◆ ENTRIES SHOWN
======

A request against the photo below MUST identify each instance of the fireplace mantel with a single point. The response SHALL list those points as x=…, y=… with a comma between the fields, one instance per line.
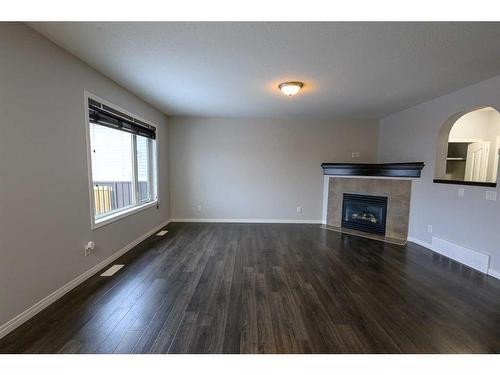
x=410, y=170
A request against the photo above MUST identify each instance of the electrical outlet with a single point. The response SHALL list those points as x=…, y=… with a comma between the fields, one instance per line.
x=491, y=195
x=88, y=248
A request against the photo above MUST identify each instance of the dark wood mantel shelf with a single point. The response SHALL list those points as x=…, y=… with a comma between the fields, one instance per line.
x=410, y=170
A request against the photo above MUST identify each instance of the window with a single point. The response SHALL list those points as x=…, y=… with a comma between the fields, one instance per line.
x=122, y=163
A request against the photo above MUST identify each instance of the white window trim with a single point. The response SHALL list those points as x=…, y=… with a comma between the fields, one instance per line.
x=117, y=215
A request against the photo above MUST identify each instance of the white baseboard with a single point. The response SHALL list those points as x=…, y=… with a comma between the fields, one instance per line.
x=494, y=273
x=51, y=298
x=469, y=257
x=255, y=221
x=420, y=242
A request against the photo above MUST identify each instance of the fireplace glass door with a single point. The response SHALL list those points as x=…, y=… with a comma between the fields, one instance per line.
x=366, y=213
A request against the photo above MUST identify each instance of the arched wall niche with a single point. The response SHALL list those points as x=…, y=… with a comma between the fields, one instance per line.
x=440, y=173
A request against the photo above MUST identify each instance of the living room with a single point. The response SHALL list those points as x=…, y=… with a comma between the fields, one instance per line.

======

◆ WHAT NEEDS TO BE DONE
Swap "electrical outlet" for "wall socket" and write out the entries again, starting with the first one and going on through the line with "x=117, y=215". Leave the pictures out, and change nothing else.

◆ THE COMPLETED TASK
A request against the photo below MUST identify each instance of the fireplace mantel with a single point. The response SHALL list those points as x=…, y=… with a comma between the fields, one instance per line.
x=410, y=170
A request against the photo above MUST identify each instance of the wall socket with a single point. The response SHALL list those points as x=…, y=… with a comma between the fields, one instance per line.
x=491, y=195
x=88, y=248
A request against the photo above MUST identify each instance of the dark wood mantel shelf with a single point. The response SHALL list those points as x=…, y=… with a comma between the fields, one instance per line.
x=410, y=170
A request against the photo above MUST identify each instance of the window with a single point. The response SHALL list those points as x=…, y=… with a comma between the fields, one instance per line.
x=122, y=163
A request against the photo above MUST identify each instance of the white window trim with a single point. The response SHALL list those points as x=…, y=… with a comma between the fields, one instance per line.
x=117, y=215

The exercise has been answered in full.